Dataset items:
-=-=-=-=-

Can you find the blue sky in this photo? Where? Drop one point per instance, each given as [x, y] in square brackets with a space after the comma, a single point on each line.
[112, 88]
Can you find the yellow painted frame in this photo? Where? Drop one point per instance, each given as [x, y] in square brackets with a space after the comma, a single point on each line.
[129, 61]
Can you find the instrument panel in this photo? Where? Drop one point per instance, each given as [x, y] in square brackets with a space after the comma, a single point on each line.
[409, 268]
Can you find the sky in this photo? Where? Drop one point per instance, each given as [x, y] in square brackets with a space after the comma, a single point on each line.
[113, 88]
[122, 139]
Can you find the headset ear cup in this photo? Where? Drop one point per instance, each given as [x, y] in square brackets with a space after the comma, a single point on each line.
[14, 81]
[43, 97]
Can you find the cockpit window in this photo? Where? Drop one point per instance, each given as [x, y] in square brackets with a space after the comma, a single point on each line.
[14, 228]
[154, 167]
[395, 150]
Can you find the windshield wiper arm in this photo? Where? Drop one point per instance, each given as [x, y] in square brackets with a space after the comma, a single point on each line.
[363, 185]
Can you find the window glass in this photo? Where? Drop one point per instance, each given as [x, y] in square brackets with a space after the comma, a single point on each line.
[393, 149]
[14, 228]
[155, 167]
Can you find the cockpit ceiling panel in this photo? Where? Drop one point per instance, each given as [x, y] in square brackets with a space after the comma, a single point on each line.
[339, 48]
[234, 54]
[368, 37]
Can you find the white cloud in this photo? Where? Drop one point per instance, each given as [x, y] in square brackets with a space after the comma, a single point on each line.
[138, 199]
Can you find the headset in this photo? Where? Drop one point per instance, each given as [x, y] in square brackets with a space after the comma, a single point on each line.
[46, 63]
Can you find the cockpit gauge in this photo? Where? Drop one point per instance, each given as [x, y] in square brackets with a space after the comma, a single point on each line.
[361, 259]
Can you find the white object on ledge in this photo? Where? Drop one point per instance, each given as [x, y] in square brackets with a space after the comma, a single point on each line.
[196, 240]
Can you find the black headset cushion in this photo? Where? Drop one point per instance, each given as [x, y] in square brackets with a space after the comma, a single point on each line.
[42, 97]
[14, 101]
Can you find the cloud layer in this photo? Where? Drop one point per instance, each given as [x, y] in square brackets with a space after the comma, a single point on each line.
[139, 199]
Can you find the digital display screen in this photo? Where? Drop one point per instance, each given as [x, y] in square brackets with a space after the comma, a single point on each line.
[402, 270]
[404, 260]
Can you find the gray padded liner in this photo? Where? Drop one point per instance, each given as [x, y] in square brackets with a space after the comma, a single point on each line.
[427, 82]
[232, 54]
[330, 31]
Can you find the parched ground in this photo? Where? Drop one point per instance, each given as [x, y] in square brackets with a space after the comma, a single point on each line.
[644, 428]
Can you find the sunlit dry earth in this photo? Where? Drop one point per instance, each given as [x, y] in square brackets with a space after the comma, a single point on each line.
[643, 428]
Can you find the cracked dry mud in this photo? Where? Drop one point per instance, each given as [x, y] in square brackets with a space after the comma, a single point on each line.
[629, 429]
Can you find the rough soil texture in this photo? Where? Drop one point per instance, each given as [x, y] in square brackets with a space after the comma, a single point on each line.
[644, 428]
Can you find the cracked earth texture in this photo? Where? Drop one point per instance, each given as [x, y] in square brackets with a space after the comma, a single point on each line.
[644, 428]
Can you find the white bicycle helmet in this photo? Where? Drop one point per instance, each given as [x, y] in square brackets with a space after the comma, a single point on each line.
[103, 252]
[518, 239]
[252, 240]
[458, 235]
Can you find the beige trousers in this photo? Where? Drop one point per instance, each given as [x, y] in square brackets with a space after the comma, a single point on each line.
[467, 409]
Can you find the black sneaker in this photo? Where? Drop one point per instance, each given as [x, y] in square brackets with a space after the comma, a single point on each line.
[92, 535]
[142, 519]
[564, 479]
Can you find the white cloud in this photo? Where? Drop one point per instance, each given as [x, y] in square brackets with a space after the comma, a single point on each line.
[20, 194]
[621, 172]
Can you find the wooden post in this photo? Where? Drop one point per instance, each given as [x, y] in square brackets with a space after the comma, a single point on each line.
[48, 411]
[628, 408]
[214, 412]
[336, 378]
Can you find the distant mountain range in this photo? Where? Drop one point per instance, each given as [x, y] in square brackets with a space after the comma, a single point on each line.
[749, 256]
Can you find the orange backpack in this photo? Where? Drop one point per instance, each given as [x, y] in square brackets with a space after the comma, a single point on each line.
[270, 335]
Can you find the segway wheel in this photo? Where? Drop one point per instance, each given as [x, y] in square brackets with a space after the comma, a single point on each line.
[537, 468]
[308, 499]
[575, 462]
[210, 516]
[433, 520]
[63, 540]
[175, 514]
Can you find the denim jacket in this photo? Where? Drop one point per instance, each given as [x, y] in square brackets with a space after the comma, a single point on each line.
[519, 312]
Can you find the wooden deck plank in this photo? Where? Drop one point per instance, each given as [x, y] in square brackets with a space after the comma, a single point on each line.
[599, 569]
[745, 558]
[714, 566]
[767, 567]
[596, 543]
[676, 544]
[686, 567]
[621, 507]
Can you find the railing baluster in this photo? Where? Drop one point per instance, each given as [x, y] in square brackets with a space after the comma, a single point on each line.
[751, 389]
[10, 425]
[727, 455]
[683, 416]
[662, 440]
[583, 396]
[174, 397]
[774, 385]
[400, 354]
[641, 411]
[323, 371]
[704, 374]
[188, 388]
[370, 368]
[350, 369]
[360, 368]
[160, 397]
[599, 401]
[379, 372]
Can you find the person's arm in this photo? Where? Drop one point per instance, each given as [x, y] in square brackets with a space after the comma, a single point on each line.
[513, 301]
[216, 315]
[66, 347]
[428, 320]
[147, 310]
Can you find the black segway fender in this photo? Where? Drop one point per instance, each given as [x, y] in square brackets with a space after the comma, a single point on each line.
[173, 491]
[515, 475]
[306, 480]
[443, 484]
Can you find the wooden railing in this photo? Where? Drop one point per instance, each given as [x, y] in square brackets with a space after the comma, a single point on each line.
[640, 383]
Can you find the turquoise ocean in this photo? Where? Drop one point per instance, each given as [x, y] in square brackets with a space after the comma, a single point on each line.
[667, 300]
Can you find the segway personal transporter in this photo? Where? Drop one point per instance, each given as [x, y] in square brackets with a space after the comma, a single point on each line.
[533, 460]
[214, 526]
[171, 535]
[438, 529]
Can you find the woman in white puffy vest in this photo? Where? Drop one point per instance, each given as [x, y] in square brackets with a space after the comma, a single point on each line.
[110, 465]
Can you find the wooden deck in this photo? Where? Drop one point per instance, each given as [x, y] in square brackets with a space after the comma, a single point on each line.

-=-=-=-=-

=== WHAT YOU SHOULD DO ===
Set out every line of the items above as a Markdown table with the columns Row and Line, numbering the rows and skipping any blank lines.

=== COMPLETED EXERCISE ===
| Row | Line |
|---|---|
| 1 | Can you find the blue sky in this photo? Where? Drop one point per instance, each given as [x, y] in square brackets with a space after the comma, a single point on each line. |
| 2 | [112, 88] |
| 3 | Can you find the yellow painted frame in this photo? Where? Drop one point per instance, each given as [x, y] in square brackets with a space after the comma, a single point on each line. |
| 4 | [129, 61] |
| 5 | Can you find the instrument panel in this photo? Where? Drop one point per instance, each given as [x, y] in square brackets with a space after the comma, a single point on each line. |
| 6 | [409, 268] |
| 7 | Can you find the sky in this photo? Where? Drop one point per instance, each given as [x, y] in square brackets with a space after the comma, a single point on each line. |
| 8 | [113, 88] |
| 9 | [122, 139] |
| 10 | Can you find the headset ear cup in this photo? Where? Drop one point per instance, each given as [x, y] in square brackets with a space after the comma, a single point on each line. |
| 11 | [14, 81] |
| 12 | [43, 97] |
| 13 | Can you find the cockpit window in this photo? Where? Drop one point per instance, each given as [x, y] in square brackets with a space after the comma, a single point on each line. |
| 14 | [14, 228] |
| 15 | [154, 167] |
| 16 | [395, 150] |
| 17 | Can you find the windshield wiper arm in this photo? Where? Drop one point per instance, each given as [x, y] in square brackets with a space after the comma, a single point on each line. |
| 18 | [363, 185] |
| 19 | Can you find the window glass in this photo? Where? Drop one point per instance, each given as [x, y] in square brackets with a space after the comma, a single point on each line. |
| 20 | [393, 149] |
| 21 | [14, 228] |
| 22 | [155, 167] |
| 23 | Can you find the cockpit ceiling panel in this photo? Where? Drop one point per instance, each given as [x, y] in square brackets with a space after the comma, a single point on each line. |
| 24 | [339, 48] |
| 25 | [234, 54] |
| 26 | [368, 37] |
| 27 | Can you find the white cloud in this photo? Where? Drop one point per instance, each given as [x, y] in square brackets with a space after the comma, a single point on each line. |
| 28 | [138, 199] |
| 29 | Can you find the headset in this photo? Where? Drop one point per instance, each given as [x, y] in square brackets with a space after the comma, a single point on each line. |
| 30 | [46, 63] |
| 31 | Can you find the cockpit gauge in this photo? Where? Drop one point per instance, each given as [x, y] in square brackets with a space after the comma, a single point on each line. |
| 32 | [361, 259] |
| 33 | Can you find the white object on ledge in this photo? Where? Drop one point per instance, each given as [x, y] in square brackets with a space after the comma, a single point on each line. |
| 34 | [196, 240] |
| 35 | Can you find the black headset cushion in this photo? Where? Drop one point per instance, each given as [x, y] in square brackets with a space after the comma, a single point on each line. |
| 36 | [42, 97] |
| 37 | [14, 101] |
| 38 | Can you find the cloud layer in this photo? Where? Drop one point per instance, each given as [x, y] in square brackets with a space after the comma, a single point on each line. |
| 39 | [139, 199] |
| 40 | Can you find the digital display screen in this photo? Where? Drop one point per instance, each given as [x, y] in square brackets with a space after the comma, a single point on each line. |
| 41 | [402, 270] |
| 42 | [404, 260] |
| 43 | Can you find the gray padded liner in this photo? Where? Drop one point per instance, each given as [x, y] in square brackets with a space after the comma, a single point on each line. |
| 44 | [427, 82] |
| 45 | [232, 54] |
| 46 | [330, 31] |
| 47 | Can you find the parched ground in this photo? Where? Drop one point per instance, each given as [x, y] in square brackets with a space after the comma, a single point on each line. |
| 48 | [644, 428] |
| 49 | Can you find the sunlit dry earth in this photo? Where? Drop one point per instance, each given as [x, y] in square brackets with a space after the comma, a single point on each line. |
| 50 | [643, 428] |
| 51 | Can you find the cracked dry mud in this photo? Where? Drop one point per instance, each given as [x, y] in square brackets with a space after the comma, a single point on each line. |
| 52 | [629, 429] |
| 53 | Can you find the rough soil texture in this photo? Where? Drop one point per instance, each given as [x, y] in square brackets with a space after the comma, a single point on each line. |
| 54 | [644, 428] |
| 55 | Can you find the cracked earth texture in this photo? Where? Drop one point per instance, each given as [x, y] in square brackets with a space after the comma, a single point on each line. |
| 56 | [644, 428] |
| 57 | Can you find the white bicycle helmet in this photo? Where? Drop one point per instance, each given as [x, y] in square brackets with a space after the comma, a single point on each line. |
| 58 | [103, 252] |
| 59 | [518, 239] |
| 60 | [252, 240] |
| 61 | [458, 235] |
| 62 | Can you find the beige trousers in this photo? Where? Drop one point per instance, each given as [x, y] in square brackets with a space after the comma, a single point on each line. |
| 63 | [467, 409] |
| 64 | Can you find the black sneaker in this photo? Where? Drop one point per instance, each given as [x, y] in square brackets with a space after the comma, a single point on each line. |
| 65 | [92, 535] |
| 66 | [142, 519] |
| 67 | [564, 479] |
| 68 | Can you find the white cloud in this photo? Where? Drop one point per instance, each given as [x, y] in square brackets with a space after the comma, a single point on each line. |
| 69 | [20, 194] |
| 70 | [621, 172] |
| 71 | Can you find the wooden post in this photo? Where? Drop one point per instance, each given as [x, y] in square brackets with a space after the comma, a single point on each line. |
| 72 | [48, 411] |
| 73 | [628, 408] |
| 74 | [214, 412] |
| 75 | [336, 378] |
| 76 | Can you find the distant mountain range in this photo? Where? Drop one point per instance, each given as [x, y] in square brackets with a space after the comma, a single point on each line. |
| 77 | [749, 256] |
| 78 | Can you find the orange backpack in this photo? Where? Drop one point per instance, each given as [x, y] in square brackets with a space after the comma, a single point on each line. |
| 79 | [270, 335] |
| 80 | Can you find the segway wheel in this photo? Where? Drop one point per instance, each given as [x, y] in square brackets with a space after the comma, a single point on each line. |
| 81 | [537, 468] |
| 82 | [308, 499] |
| 83 | [575, 462] |
| 84 | [210, 516] |
| 85 | [433, 520] |
| 86 | [63, 540] |
| 87 | [175, 514] |
| 88 | Can you find the denim jacket in this photo? Where? Drop one point per instance, each given as [x, y] in square brackets with a space after the comma, a single point on each line. |
| 89 | [519, 312] |
| 90 | Can you find the wooden deck plank in this photo? Where? Drop one point per instance, each given as [x, y] in square brackets with a space after the comma, a single point on each line. |
| 91 | [599, 569] |
| 92 | [745, 558] |
| 93 | [714, 566] |
| 94 | [767, 567] |
| 95 | [596, 543] |
| 96 | [676, 544] |
| 97 | [686, 567] |
| 98 | [621, 507] |
| 99 | Can you find the railing baluster in this photo? Where? Drop one point per instance, each given as [x, y] in square brackets with a space after the comma, a single point on each line. |
| 100 | [751, 389] |
| 101 | [10, 425] |
| 102 | [727, 455] |
| 103 | [683, 416] |
| 104 | [662, 440] |
| 105 | [583, 396] |
| 106 | [174, 397] |
| 107 | [774, 385] |
| 108 | [400, 354] |
| 109 | [641, 411] |
| 110 | [323, 371] |
| 111 | [704, 374] |
| 112 | [188, 388] |
| 113 | [370, 368] |
| 114 | [350, 369] |
| 115 | [360, 368] |
| 116 | [160, 397] |
| 117 | [599, 401] |
| 118 | [379, 372] |
| 119 | Can you find the person's arm in this photo? Where? Drop one point per instance, each given as [x, y] in square brackets with a space after the comma, a single point on each line. |
| 120 | [513, 301] |
| 121 | [216, 315] |
| 122 | [66, 347] |
| 123 | [428, 320] |
| 124 | [147, 310] |
| 125 | Can you find the black segway fender in this photo? Where? Drop one point per instance, each given as [x, y] in square brackets with a space after the comma, a single point on each line. |
| 126 | [173, 491] |
| 127 | [515, 475] |
| 128 | [306, 480] |
| 129 | [443, 484] |
| 130 | Can you find the wooden railing in this photo? Where? Drop one point per instance, each given as [x, y] in square brackets with a space after the comma, a single point on each line. |
| 131 | [640, 383] |
| 132 | Can you find the turquoise ocean in this photo? Where? Drop one point per instance, each given as [x, y] in square brackets with a space after the comma, a single point on each line. |
| 133 | [667, 300] |
| 134 | Can you find the segway personal transporter in this photo? Where? Drop one point per instance, each given as [x, y] in square brackets with a space after the comma, a single point on each line. |
| 135 | [533, 460] |
| 136 | [214, 526] |
| 137 | [171, 535] |
| 138 | [438, 529] |
| 139 | Can you find the woman in white puffy vest in this photo? Where? Drop one point per instance, each given as [x, y] in square brackets with a space after the comma, a single point on each line. |
| 140 | [110, 465] |
| 141 | Can you find the wooden deck in this photo? Where? Drop one point per instance, each given as [x, y] in square brackets with a space after the comma, a single point on each line. |